Description of the task: Reproduce the material below word for word, keeping every line unchanged.

Input records:
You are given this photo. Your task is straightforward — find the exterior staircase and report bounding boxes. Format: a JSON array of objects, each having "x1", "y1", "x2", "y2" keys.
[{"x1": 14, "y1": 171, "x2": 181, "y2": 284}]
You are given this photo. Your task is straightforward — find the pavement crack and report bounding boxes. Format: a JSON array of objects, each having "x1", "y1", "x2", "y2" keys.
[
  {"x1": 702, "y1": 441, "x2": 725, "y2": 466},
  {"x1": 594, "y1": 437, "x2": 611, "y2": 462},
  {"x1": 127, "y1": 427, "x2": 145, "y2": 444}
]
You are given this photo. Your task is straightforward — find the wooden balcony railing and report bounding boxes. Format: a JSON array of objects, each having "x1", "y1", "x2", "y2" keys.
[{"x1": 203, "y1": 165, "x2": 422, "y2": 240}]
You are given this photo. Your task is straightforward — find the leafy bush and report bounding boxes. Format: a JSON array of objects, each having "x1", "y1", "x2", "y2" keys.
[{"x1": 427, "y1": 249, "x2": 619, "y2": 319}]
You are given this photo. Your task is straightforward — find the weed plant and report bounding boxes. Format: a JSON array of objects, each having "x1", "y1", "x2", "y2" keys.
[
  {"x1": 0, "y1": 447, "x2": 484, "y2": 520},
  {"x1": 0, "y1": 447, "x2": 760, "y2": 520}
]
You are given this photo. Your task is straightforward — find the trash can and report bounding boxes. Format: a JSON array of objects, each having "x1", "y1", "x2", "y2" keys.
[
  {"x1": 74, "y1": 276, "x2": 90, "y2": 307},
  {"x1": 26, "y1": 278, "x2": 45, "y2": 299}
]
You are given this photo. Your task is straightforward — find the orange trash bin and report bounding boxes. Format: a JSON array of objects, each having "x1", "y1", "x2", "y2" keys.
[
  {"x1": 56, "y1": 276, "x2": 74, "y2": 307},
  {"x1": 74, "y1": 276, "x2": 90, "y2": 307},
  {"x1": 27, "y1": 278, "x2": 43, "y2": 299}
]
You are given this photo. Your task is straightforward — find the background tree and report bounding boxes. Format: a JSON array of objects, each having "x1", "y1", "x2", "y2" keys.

Reply to the exercise:
You are given this photo. Your task is straightforward — find the exterior staircase and report bounding boxes. Format: a JSON array of objects, each having "x1", "y1", "x2", "y2" keys.
[{"x1": 14, "y1": 171, "x2": 181, "y2": 284}]
You are given this photo. Your task is straightforward — find the pavement crack and report bounding boxes. Format: a JSON array of objects, each having "x1", "y1", "x2", "y2" keys.
[
  {"x1": 702, "y1": 441, "x2": 725, "y2": 466},
  {"x1": 594, "y1": 437, "x2": 611, "y2": 462},
  {"x1": 127, "y1": 427, "x2": 145, "y2": 444}
]
You are given this photo. Your task is straightforward — find the wooden balcony railing and report bounding boxes. Format: a JSON array of objects, each having "x1", "y1", "x2", "y2" keys.
[{"x1": 203, "y1": 165, "x2": 422, "y2": 240}]
You are given this photo. Your task is straightforward — find the leafy bush and report bounding boxes. Format: a JSON array of objects, each having "x1", "y1", "x2", "y2" keys.
[{"x1": 427, "y1": 249, "x2": 619, "y2": 319}]
You are given this photo. Your task is straightforward — find the weed plant and report bounding boxes. Format: a JSON array of objects, each having "x1", "y1", "x2", "y2" keys.
[
  {"x1": 0, "y1": 447, "x2": 484, "y2": 520},
  {"x1": 0, "y1": 447, "x2": 760, "y2": 520}
]
You are given this photo. Your task is straightforward — find the trash can and report bounding boxes. Format: a JSON array of objects, each having "x1", "y1", "x2", "y2" keys.
[
  {"x1": 74, "y1": 276, "x2": 90, "y2": 307},
  {"x1": 26, "y1": 278, "x2": 45, "y2": 299}
]
You are given this photo. Your task is straightforward — find the orange trash bin and report bounding boxes. Format: a JSON array of objects, each having "x1", "y1", "x2", "y2" keys.
[
  {"x1": 56, "y1": 276, "x2": 74, "y2": 307},
  {"x1": 74, "y1": 276, "x2": 90, "y2": 307},
  {"x1": 27, "y1": 278, "x2": 43, "y2": 299}
]
You are given this photo. Your task is straightforward — find the background tree and report bounding boxes. Format: a JSON array of objects, each having "x1", "y1", "x2", "y2" keys.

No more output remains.